According to a written advisory, the security alert for all Justice Department facilities was triggered by the anniversary on August 7 of the bombings at two U.S. embassies in Africa, and not because of any specific threat. The alert says that anniversary dates are key indicators of possible terrorist activity.
The alert warns DOJ employees to report any suspicious persons or packages, to display their ID cards and to keep their offices secure.
The State Department has warned that a group it believes is led by Osama bin Laden, the Saudi exile suspected of orchestrating the embassy bombings, may be preparing to strike again.
The nearly simultaneous blasts in Nairobi, Kenya, and Dar es Salaam, Tanzania, killed 224 people, including 12 Americans, and injured thousands.
As the Justice Department warning was issued, U.S. security officials found traces of plastic explosives Thursday in a U.S. vehicle outside the American Embassy in Madagascar, an island nation off the southeast coast of Africa.

__________

#### Using the information:
1) According to the report on the Justice Department security alert, how many people did the blasts in Nairobi and Dar es Salaam kill?
2) Continue the report on the Justice Department security alert, picking up after its final sentence.

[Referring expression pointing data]
__________

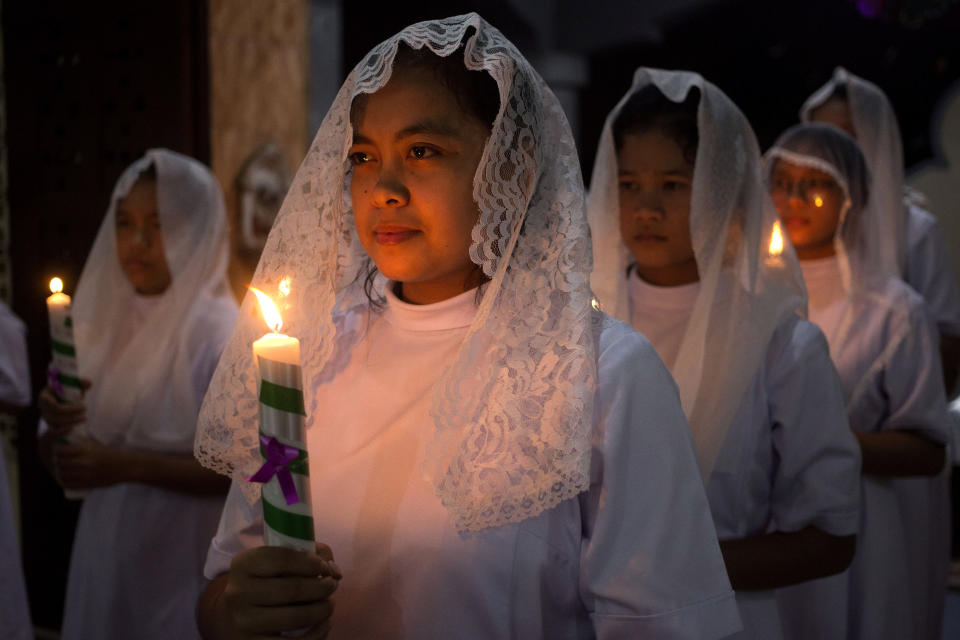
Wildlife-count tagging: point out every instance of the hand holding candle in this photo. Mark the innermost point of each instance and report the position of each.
(287, 515)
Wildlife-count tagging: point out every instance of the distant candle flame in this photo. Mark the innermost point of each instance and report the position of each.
(270, 314)
(776, 240)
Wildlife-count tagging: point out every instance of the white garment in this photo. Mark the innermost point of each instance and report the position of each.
(14, 366)
(929, 271)
(797, 463)
(138, 555)
(891, 377)
(634, 556)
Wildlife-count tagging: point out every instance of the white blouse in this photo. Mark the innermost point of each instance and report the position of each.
(635, 556)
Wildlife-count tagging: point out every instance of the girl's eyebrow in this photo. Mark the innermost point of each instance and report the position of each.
(428, 126)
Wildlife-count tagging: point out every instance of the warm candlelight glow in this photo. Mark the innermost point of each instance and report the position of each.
(776, 240)
(269, 310)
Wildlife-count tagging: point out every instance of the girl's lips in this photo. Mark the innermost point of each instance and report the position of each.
(649, 237)
(393, 235)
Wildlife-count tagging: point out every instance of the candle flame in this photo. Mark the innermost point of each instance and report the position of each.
(776, 240)
(269, 310)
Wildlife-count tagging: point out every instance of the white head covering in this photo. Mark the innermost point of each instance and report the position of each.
(862, 228)
(143, 392)
(878, 135)
(744, 290)
(513, 413)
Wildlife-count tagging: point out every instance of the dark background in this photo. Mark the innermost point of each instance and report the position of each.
(91, 85)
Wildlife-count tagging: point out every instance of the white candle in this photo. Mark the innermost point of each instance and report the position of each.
(62, 345)
(284, 477)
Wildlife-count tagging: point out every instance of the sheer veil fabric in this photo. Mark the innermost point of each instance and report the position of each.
(149, 399)
(521, 444)
(745, 290)
(878, 135)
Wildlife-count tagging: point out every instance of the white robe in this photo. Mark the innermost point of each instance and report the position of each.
(787, 463)
(929, 271)
(634, 557)
(884, 347)
(136, 567)
(14, 390)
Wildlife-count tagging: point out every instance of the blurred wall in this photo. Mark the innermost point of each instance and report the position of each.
(258, 94)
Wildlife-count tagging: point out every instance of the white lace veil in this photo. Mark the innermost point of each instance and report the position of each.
(744, 290)
(143, 392)
(878, 135)
(514, 412)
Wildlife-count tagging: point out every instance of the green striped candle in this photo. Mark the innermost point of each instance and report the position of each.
(62, 345)
(285, 474)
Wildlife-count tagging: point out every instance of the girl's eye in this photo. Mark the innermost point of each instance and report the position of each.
(359, 158)
(420, 152)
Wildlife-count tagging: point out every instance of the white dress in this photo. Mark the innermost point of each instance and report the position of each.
(136, 567)
(884, 347)
(787, 463)
(634, 557)
(929, 270)
(14, 390)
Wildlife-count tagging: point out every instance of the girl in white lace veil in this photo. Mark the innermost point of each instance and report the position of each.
(884, 348)
(489, 429)
(724, 314)
(151, 314)
(745, 290)
(866, 114)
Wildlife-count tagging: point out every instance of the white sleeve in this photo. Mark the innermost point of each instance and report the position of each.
(14, 368)
(817, 477)
(650, 562)
(241, 528)
(930, 272)
(912, 379)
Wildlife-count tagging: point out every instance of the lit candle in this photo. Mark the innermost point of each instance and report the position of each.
(776, 241)
(285, 475)
(63, 372)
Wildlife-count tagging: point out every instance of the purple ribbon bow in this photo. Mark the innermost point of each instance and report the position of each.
(279, 456)
(53, 377)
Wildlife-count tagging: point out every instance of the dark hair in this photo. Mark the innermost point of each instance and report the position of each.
(475, 91)
(649, 110)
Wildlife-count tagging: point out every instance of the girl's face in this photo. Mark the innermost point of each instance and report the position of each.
(655, 183)
(139, 240)
(415, 152)
(810, 203)
(835, 111)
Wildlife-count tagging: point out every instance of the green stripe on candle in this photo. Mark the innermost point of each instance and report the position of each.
(63, 347)
(282, 398)
(300, 466)
(289, 524)
(69, 381)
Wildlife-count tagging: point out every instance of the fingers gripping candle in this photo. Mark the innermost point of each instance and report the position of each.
(284, 476)
(63, 370)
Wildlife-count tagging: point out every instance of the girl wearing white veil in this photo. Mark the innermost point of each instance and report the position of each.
(915, 241)
(884, 348)
(151, 314)
(689, 251)
(492, 462)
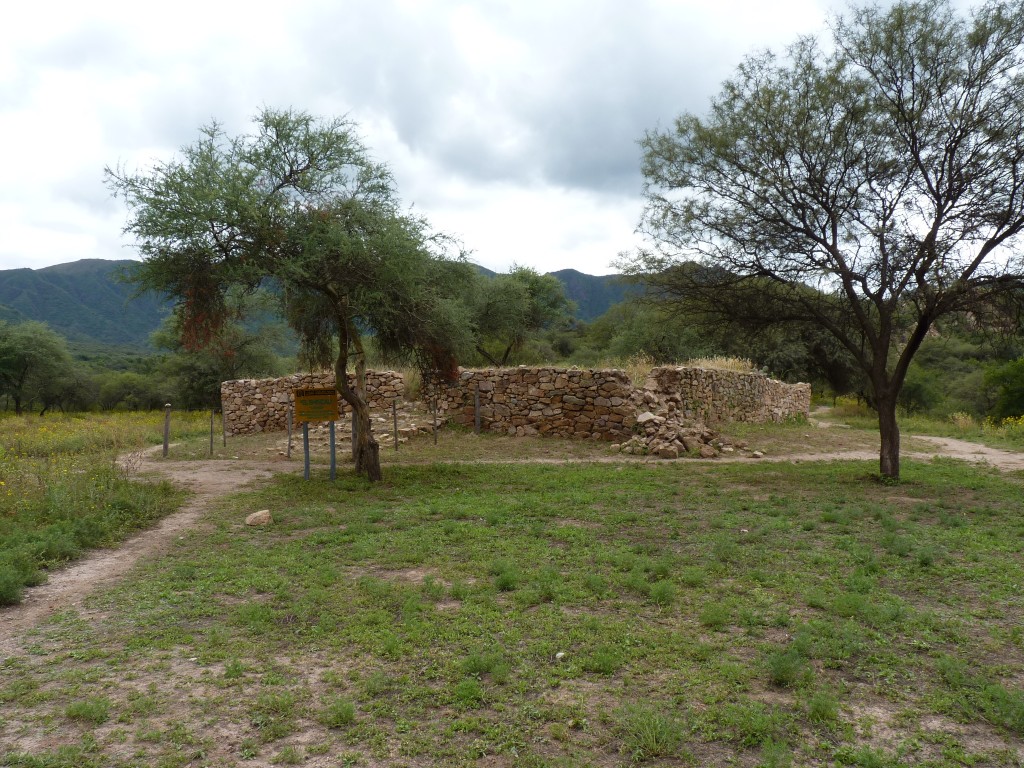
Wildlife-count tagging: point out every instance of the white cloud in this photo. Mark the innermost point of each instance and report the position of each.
(512, 125)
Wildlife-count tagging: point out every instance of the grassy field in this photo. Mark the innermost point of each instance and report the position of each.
(61, 491)
(542, 614)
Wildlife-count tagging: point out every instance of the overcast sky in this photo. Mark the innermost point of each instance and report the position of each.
(511, 125)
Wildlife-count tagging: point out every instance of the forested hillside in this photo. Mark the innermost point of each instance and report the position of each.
(83, 300)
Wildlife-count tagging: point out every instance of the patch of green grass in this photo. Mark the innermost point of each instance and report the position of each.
(647, 732)
(61, 492)
(337, 713)
(660, 612)
(94, 711)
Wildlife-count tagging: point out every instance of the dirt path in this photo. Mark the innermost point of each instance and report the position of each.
(210, 480)
(69, 587)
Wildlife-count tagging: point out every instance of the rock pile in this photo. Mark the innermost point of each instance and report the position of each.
(710, 395)
(669, 431)
(566, 402)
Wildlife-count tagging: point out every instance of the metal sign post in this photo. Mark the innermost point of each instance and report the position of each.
(315, 404)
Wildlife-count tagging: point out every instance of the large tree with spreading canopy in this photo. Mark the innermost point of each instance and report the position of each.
(299, 203)
(868, 186)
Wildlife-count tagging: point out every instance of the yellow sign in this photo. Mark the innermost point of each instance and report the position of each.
(315, 404)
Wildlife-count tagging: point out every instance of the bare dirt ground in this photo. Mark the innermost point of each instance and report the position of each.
(211, 479)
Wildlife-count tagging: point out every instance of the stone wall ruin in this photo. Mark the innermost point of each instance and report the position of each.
(674, 402)
(261, 404)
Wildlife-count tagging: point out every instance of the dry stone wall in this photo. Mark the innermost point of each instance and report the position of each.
(567, 402)
(670, 412)
(711, 396)
(262, 404)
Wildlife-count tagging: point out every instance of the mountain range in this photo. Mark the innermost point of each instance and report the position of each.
(89, 301)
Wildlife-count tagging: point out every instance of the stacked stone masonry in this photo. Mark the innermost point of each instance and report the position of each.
(566, 402)
(711, 396)
(544, 400)
(262, 404)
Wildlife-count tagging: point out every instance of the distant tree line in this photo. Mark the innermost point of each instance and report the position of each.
(520, 317)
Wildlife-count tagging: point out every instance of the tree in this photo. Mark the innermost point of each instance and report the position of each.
(299, 201)
(243, 346)
(509, 309)
(31, 355)
(868, 187)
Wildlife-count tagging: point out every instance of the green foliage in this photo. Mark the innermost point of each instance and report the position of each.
(34, 359)
(84, 300)
(779, 206)
(243, 347)
(510, 309)
(1009, 382)
(300, 202)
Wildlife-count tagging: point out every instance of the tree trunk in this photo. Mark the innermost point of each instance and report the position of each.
(366, 452)
(889, 431)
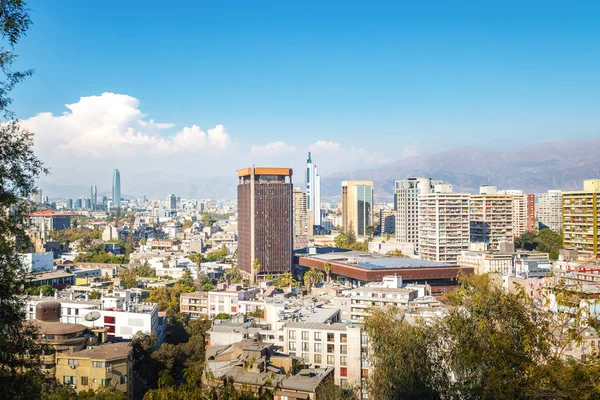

__________

#### Outputs in order:
1) 224 people, including 12 Americans.

2)
The jeep-type vehicle was stopped during a routine check at a roadblock installed in June to screen cars approaching the embassy, said an embassy security official, speaking on condition of anonymity.
Acting U.S. Ambassador June Carter Perry said traces of explosives showed up on new "highly sensitive" detection equipment at the embassy.
"We do not yet know if there is an explosive attached to the vehicle or if we have a false reading," she said.
The street outside the embassy in downtown Antananarivo was sealed off for several hours, and the vehicle was driven to an undisclosed location under police escort.
Perry said the embassy remained open and a decision would be made later on whether to close it for safety reasons.
The Madagascar embassy and five others in Africa were temporarily closed in June for security checks.